→ Work to complete: Once you have read the records below, print them again exactly as they stand.

Content starts

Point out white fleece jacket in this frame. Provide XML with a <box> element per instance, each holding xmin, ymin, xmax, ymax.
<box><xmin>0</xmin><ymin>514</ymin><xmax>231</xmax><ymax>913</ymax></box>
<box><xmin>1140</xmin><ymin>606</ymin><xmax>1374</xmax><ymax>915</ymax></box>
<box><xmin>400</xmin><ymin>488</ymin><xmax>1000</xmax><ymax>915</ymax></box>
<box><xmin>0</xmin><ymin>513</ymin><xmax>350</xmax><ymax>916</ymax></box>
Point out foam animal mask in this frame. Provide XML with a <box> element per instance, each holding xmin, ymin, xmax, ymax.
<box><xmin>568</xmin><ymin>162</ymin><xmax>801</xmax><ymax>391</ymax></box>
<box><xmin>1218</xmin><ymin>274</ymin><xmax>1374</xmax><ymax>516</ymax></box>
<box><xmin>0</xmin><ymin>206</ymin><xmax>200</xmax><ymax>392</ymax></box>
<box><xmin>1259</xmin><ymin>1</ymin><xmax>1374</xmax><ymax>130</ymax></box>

Content ends

→ Solved problem:
Point out white fleece jacket in this frame. Provide XML with a <box> element per instance, each holding xmin, ymin, xmax, ymax.
<box><xmin>0</xmin><ymin>514</ymin><xmax>231</xmax><ymax>913</ymax></box>
<box><xmin>1140</xmin><ymin>606</ymin><xmax>1374</xmax><ymax>915</ymax></box>
<box><xmin>400</xmin><ymin>488</ymin><xmax>1000</xmax><ymax>915</ymax></box>
<box><xmin>0</xmin><ymin>513</ymin><xmax>350</xmax><ymax>916</ymax></box>
Point out foam animal mask in this frame. Provide XML with a <box> element per instance, each holding xmin, ymin, xmax, ymax.
<box><xmin>568</xmin><ymin>162</ymin><xmax>801</xmax><ymax>391</ymax></box>
<box><xmin>1218</xmin><ymin>274</ymin><xmax>1374</xmax><ymax>516</ymax></box>
<box><xmin>0</xmin><ymin>206</ymin><xmax>200</xmax><ymax>392</ymax></box>
<box><xmin>1259</xmin><ymin>1</ymin><xmax>1374</xmax><ymax>130</ymax></box>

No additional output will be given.